Hong Gil Nam is a South Korean biologist teaching in the Department of New Biology of Daegu Gyeongbuk Institute of Science and Technology and leading research as director of the Center for Plant Aging Research. His research interests include comparative aging in diverse kingdoms, including plant and animals, to reveal aging mechanisms among species, cross-kingdom interaction between plants and animals, and biochemistry at nano and micro levels. He is the founder and former director of the Biological Research Information Center, a member of the Korean Academy of Science and Technology, and has served on the editorial board in Molecular Plant  since 2013.

Education
Nam did his undergraduate studies in chemistry at Seoul National University and received his Ph.D. degree in the same field from the University of North Carolina, Chapel Hill, United States, in 1985.

Career
From 1986 to 1988, he worked as a research fellow in the Department of Genetics of Harvard Medical School. He then returned to Korea to start work as an assistant professor in the Department of Chemistry, POSTECH. He later became an assistant professor, full professor, and chair of POSTECH's Department of Life Sciences before being the head of the School of Interdisciplinary Biosciences and Bioengineering (I-BIO)  and Hong Deok Distinguished Professor. Outside of his work at POSTECH, he founded and directed the Biological Research Information Center (BRIC) () from 1996 to 2005.

• _WORK TASK 1_:
Which institutions of higher education does the Hong Gil Nam biography mention? List every one.
• _WORK TASK 2_:
Can you rewrite the paragraph of the Hong Gil Nam biography beginning "From 1986 to 1988" as a short list that keeps its main facts?
The data after this point come from a separate source and are unrelated to the Hong Gil Nam biography.

• _GIVEN MATERIAL_:
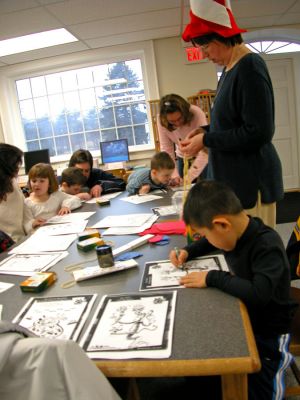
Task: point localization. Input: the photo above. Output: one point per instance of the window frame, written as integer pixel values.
(10, 114)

• _EXERCISE ANSWER 1_:
- Daegu Gyeongbuk Institute of Science and Technology
- Seoul National University
- University of North Carolina, Chapel Hill
- Harvard Medical School
- POSTECH

• _EXERCISE ANSWER 2_:
- 1986–1988: research fellow, Department of Genetics, Harvard Medical School
- After returning to Korea: assistant professor, Department of Chemistry, POSTECH
- Later: assistant professor, full professor, and chair of POSTECH's Department of Life Sciences
- Then: head of the School of Interdisciplinary Biosciences and Bioengineering (I-BIO) and Hong Deok Distinguished Professor
- 1996–2005: founder and director of the Biological Research Information Center (BRIC), outside his work at POSTECH